# Supplied entries

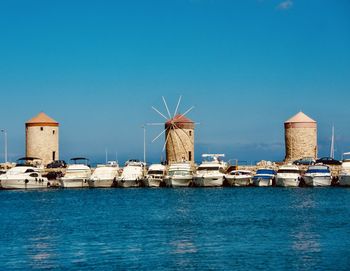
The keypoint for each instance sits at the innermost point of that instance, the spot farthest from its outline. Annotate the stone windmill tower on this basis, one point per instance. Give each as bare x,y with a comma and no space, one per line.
179,135
300,137
42,138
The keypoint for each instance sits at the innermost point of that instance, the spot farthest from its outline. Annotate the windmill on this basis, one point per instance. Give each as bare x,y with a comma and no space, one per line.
179,134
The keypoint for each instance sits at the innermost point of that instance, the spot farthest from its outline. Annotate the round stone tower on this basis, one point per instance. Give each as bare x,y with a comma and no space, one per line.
42,138
300,137
179,138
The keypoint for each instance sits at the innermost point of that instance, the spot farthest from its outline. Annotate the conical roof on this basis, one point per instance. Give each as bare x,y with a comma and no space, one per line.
300,118
179,118
42,119
180,121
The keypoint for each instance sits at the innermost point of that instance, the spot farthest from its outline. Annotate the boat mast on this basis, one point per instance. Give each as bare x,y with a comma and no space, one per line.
332,144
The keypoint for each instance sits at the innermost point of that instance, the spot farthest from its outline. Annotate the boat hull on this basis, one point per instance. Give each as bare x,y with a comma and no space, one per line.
287,182
344,180
238,181
261,182
128,183
43,183
100,183
178,181
318,180
152,182
214,181
74,183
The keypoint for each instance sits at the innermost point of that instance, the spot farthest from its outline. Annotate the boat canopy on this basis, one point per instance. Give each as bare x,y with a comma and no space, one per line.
318,170
266,171
28,158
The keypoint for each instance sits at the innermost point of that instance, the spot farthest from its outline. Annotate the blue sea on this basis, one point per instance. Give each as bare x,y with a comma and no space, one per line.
176,229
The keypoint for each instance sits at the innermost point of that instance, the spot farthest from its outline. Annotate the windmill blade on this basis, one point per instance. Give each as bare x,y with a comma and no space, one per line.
166,140
187,111
166,107
155,109
158,135
177,106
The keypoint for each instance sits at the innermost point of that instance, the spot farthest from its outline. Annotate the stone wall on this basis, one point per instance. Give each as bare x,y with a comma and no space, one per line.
180,145
300,142
41,142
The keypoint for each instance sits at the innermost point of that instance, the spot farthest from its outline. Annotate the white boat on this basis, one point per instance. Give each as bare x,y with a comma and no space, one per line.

# Task prompt
Reproduce the material word for word. Skip every picture it holds.

# Solution to the exercise
The keypoint for each instance sits at the innermost point of that instance, the spot farthest from its outline. Annotate the stone windmill tower on this basis, one point per instance. Give each as bare x,y with a comma and no space, one per line.
179,135
300,137
42,138
The keypoint for each instance sits at the innermost point of that instance, the spot farthest from its outline. Annotate the windmill on this basis, one point per instance. Give each as bare x,y with a comma and no space, one per line.
179,134
The keypoint for each instance sits at the innermost point of that instance, the spot farthest from its outline. Annotate the round stone tower on this basis, one point per instance. Give each as bare x,y with a comma and no space, one per line.
42,138
300,137
179,138
The keypoint for each instance sits at the innermost point of that instance, the spot farthest from its outline. Annotate the conical roof on this basis, one point per instance. Give each as bare x,y with a comma and no space, one per line.
300,118
179,118
42,119
180,121
The keypoint for each instance sits at the innermost point of that instance, the spot farthest from its outline. Annotate the boat mast on this basis, one point per instance. Give each as bare x,y with a comma and no space, one per line.
332,144
The keypoint for each instance sits at the innermost point of that instance, the spot farthest from its outline. Annotate the boat hull on this basis, one point per instance. Give each as bare x,y with a comma and no space, one per line.
287,182
344,180
238,181
261,182
128,183
43,183
100,183
178,181
318,180
152,182
214,181
74,183
The keypoint for each instance sits at the innermost point of that instance, the spot farthest from its outline. Annotate the boat canopy on this basis, one point per instance. Give each as bare x,y with a comma and no space, one per line.
318,170
266,171
28,158
The keypoint for each instance sits at the innermost point of that instance, the spot farthest from its outline. Annotate the blue sea on this basis, one point per instance. Give each as bare x,y with a comma and no space, one per line.
176,229
The keypoint for each instance sits at the innermost point of that instance, the spot farthest from its outline. Annotate the windmill blade on this basis, one point per instance. Give each as bare x,y with a comma and no space, one per line.
166,140
187,111
166,107
155,109
158,135
177,106
The keypoint for each instance sits at the innermost point of that instance, the spot farthest from its outline. Annotate the stone wall on this basis, one point per instance. Give each as bare x,y with a comma and no space, one per line.
180,145
300,142
41,142
The keypoint for each instance sits at the innermost point of that instance, the spot farthest from its outline. Annotate the white boat on this basis, one point per instance. Give each as bare x,y with a comma and no space, one per line.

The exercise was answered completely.